Given problem 1 = According to the Python tutorial excerpt, what do comprehensions provide?
Given problem 2 = List every built-in function that the Python tutorial excerpt pairs with a lambda in its "Lambda with ..." comments.
Given problem 3 = Extend the Python tutorial excerpt past its final sentence about comprehensions.

Source excerpt =
## begin
Functions are reusable blocks of code that perform specific tasks.

Python 
# Basic function
def greet(name):
    return f"Hello, {name}!"

print(greet("Alice"))  # Hello, Alice!

# Default parameters
def greet(name, greeting="Hello"):
    return f"{greeting}, {name}!"

print(greet("Bob"))              # Hello, Bob!
print(greet("Bob", "Hi"))        # Hi, Bob!

# Multiple return values
def get_coordinates():
    return 10, 20

x, y = get_coordinates()

# *args and **kwargs
def sum_all(*args):
    return sum(args)

print(sum_all(1, 2, 3, 4))  # 10

def print_info(**kwargs):
    for key, value in kwargs.items():
        print(f"{key}: {value}")

print_info(name="Alice", age=25)

# Docstrings
def add(a, b):
    """
    Add two numbers and return the result.
    
    Args:
        a: First number
        b: Second number
    
    Returns:
        Sum of a and b
    """
    return a + b

11. Lambda Functions

Lambda functions are small anonymous functions defined with the lambda keyword.

Python 
# Basic lambda
square = lambda x: x ** 2
print(square(5))  # 25

add = lambda x, y: x + y
print(add(3, 4))  # 7

# Lambda with map
numbers = [1, 2, 3, 4, 5]
squared = list(map(lambda x: x ** 2, numbers))
print(squared)  # [1, 4, 9, 16, 25]

# Lambda with filter
even_numbers = list(filter(lambda x: x % 2 == 0, numbers))
print(even_numbers)  # [2, 4]

# Lambda with sorted
students = [
    {"name": "Alice", "grade": 85},
    {"name": "Bob", "grade": 92},
    {"name": "Charlie", "grade": 78}
]
sorted_students = sorted(students, key=lambda x: x["grade"], reverse=True)
print(sorted_students)

12. List, Dict & Set Comprehensions

Comprehensions provide a concise way to create collections.
## end
Record list =
## begin
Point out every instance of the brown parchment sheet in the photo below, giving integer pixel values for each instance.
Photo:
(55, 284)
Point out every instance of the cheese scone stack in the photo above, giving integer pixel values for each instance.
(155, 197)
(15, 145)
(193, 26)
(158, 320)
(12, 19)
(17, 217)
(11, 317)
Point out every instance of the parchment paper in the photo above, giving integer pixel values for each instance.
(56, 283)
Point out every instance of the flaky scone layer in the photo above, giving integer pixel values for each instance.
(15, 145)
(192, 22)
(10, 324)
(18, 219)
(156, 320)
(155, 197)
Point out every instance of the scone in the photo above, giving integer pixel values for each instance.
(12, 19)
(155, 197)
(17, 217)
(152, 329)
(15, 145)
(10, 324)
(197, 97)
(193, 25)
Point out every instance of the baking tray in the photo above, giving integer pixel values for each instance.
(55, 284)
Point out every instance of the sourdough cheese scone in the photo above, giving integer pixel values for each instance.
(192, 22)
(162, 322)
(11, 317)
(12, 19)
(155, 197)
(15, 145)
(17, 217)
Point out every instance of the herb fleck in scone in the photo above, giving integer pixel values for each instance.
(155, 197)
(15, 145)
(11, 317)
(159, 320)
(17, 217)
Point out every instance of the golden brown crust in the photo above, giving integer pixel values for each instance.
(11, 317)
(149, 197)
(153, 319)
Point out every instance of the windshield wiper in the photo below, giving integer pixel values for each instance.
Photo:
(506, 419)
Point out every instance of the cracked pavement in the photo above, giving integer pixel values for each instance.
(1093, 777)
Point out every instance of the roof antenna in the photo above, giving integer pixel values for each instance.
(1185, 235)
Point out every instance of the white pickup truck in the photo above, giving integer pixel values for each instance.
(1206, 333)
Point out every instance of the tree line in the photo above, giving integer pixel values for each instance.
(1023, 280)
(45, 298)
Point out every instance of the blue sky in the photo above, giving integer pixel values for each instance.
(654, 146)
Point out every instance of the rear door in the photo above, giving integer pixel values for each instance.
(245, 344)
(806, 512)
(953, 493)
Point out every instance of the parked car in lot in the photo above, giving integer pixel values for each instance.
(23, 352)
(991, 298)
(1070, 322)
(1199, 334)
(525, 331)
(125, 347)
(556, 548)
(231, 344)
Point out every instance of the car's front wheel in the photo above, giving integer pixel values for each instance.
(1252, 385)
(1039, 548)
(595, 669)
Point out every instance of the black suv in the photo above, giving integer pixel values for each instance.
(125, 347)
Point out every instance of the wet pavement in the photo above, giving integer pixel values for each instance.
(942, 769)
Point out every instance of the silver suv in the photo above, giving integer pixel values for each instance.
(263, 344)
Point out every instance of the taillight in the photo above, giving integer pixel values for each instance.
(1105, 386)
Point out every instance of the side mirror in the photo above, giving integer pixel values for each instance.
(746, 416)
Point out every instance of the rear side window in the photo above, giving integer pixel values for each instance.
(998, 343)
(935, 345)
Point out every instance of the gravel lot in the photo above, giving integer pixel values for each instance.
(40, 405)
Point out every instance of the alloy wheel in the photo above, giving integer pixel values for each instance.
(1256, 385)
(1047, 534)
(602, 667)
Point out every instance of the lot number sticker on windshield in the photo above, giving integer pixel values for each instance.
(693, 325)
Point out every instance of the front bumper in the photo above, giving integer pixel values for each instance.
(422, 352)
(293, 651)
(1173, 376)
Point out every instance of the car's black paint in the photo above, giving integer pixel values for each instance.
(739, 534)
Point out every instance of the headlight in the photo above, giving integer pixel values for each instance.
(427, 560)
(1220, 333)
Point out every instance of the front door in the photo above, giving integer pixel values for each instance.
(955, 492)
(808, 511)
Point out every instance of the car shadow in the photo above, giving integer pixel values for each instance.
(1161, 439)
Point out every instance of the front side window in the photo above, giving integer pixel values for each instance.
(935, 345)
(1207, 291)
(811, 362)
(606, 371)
## end
Exercise result 1 = A concise way to create collections.

Exercise result 2 = map, filter, sorted

Exercise result 3 =
Python 
# List comprehension
squares = [x ** 2 for x in range(10)]
print(squares)  # [0, 1, 4, 9, 16, 25, 36, 49, 64, 81]

# With condition
even_squares = [x ** 2 for x in range(10) if x % 2 == 0]
print(even_squares)  # [0, 4, 16, 36, 64]

# Nested comprehension
matrix = [[i * j for j in range(3)] for i in range(3)]
print(matrix)  # [[0, 0, 0], [0, 1, 2], [0, 2, 4]]

# Dictionary comprehension
squares_dict = {x: x ** 2 for x in range(5)}
print(squares_dict)  # {0: 0, 1: 1, 2: 4, 3: 9, 4: 16}

# Set comprehension
unique_lengths = {len(word) for word in ["hello", "world", "hi", "python"]}
print(unique_lengths)  # {2, 5, 6}

13. Object-Oriented Programming (OOP)

OOP allows you to structure code using classes and objects.

Basic Class

Python 
class Dog:
    # Class attribute
    species = "Canis familiaris"
    
    # Constructor
    def __init__(self, name, age):
        # Instance attributes
        self.name = name
        self.age = age
    
    # Instance method
    def bark(self):
        return f"{self.name} says Woof!"
    
    # String representation
    def __str__(self):
        return f"{self.name} is {self.age} years old"

# Create objects
dog1 = Dog("Buddy", 3)
dog2 = Dog("Max", 5)

print(dog1.bark())  # Buddy says Woof!
print(dog1)         # Buddy is 3 years old

Inheritance

Python 
class Animal:
    def __init__(self, name):
        self.name = name
    
    def speak(self):
        pass

class Dog(Animal):
    def speak(self):
        return f"{self.name} says Woof!"

class Cat(Animal):
    def speak(self):
        return f"{self.name} says Meow!"

# Polymorphism
animals = [Dog("Buddy"), Cat("Whiskers")]
for animal in animals:
    print(animal.speak())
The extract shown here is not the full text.